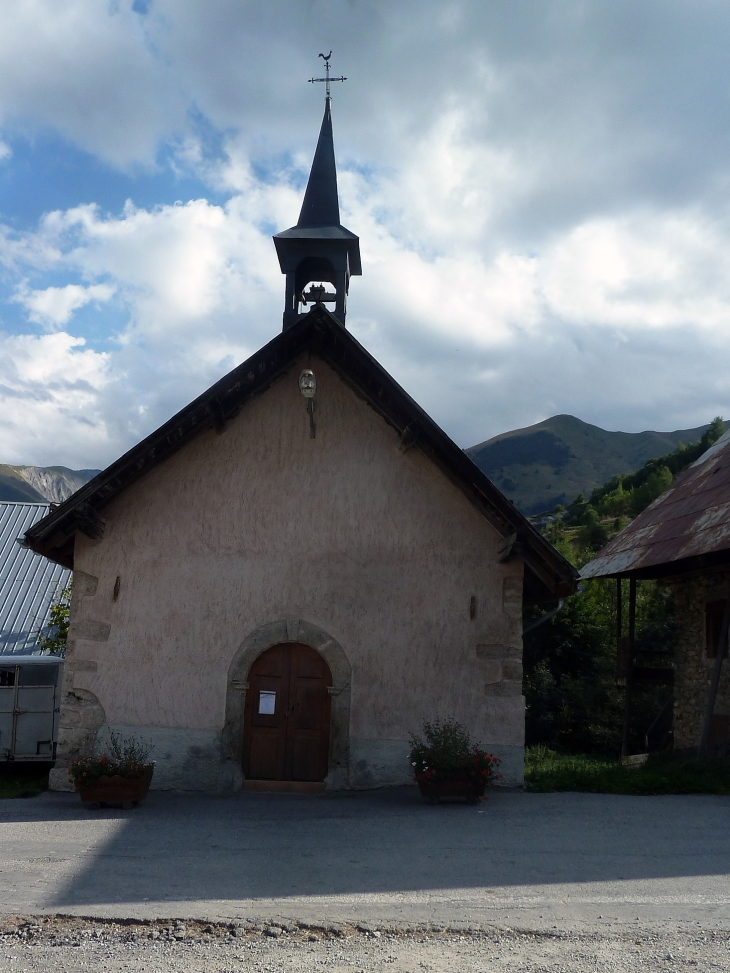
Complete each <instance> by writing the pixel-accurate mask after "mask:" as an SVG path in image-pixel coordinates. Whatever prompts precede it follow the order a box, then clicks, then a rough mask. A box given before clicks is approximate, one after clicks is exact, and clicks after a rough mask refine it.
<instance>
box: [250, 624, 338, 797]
mask: <svg viewBox="0 0 730 973" xmlns="http://www.w3.org/2000/svg"><path fill="white" fill-rule="evenodd" d="M248 684H249V686H248V690H247V692H246V715H245V728H244V739H243V772H244V774H245V775H246V777H249V778H251V779H253V780H309V781H320V780H324V778H325V777H326V776H327V755H328V751H329V729H330V695H329V693H328V692H327V687H328V686H331V685H332V674H331V673H330V670H329V666H328V665H327V663H326V662H325V661H324V659H323V658H322V656H321V655H320V654H319V653H318V652H315V650H314V649H312V648H310V647H309V646H308V645H300V644H299V643H297V642H287V643H285V644H283V645H275V646H273V647H272V648H270V649H268V650H267V651H266V652H264V653H263V654H262V655H260V656H259V657H258V659H257V660H256V661H255V662H254V664H253V665H252V666H251V670H250V672H249V675H248Z"/></svg>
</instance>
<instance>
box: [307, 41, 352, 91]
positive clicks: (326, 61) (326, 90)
mask: <svg viewBox="0 0 730 973" xmlns="http://www.w3.org/2000/svg"><path fill="white" fill-rule="evenodd" d="M317 56H318V57H321V58H322V59H323V60H324V77H323V78H310V79H309V83H310V84H314V83H315V82H317V81H324V83H325V85H326V88H325V91H326V92H327V97H328V98H329V96H330V81H347V78H330V58H331V57H332V51H330V52H329V54H319V55H317Z"/></svg>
__________________________________________________
YOUR TASK
Count the lines of the data that include the string "instance", and give only that number.

YOUR RESPONSE
4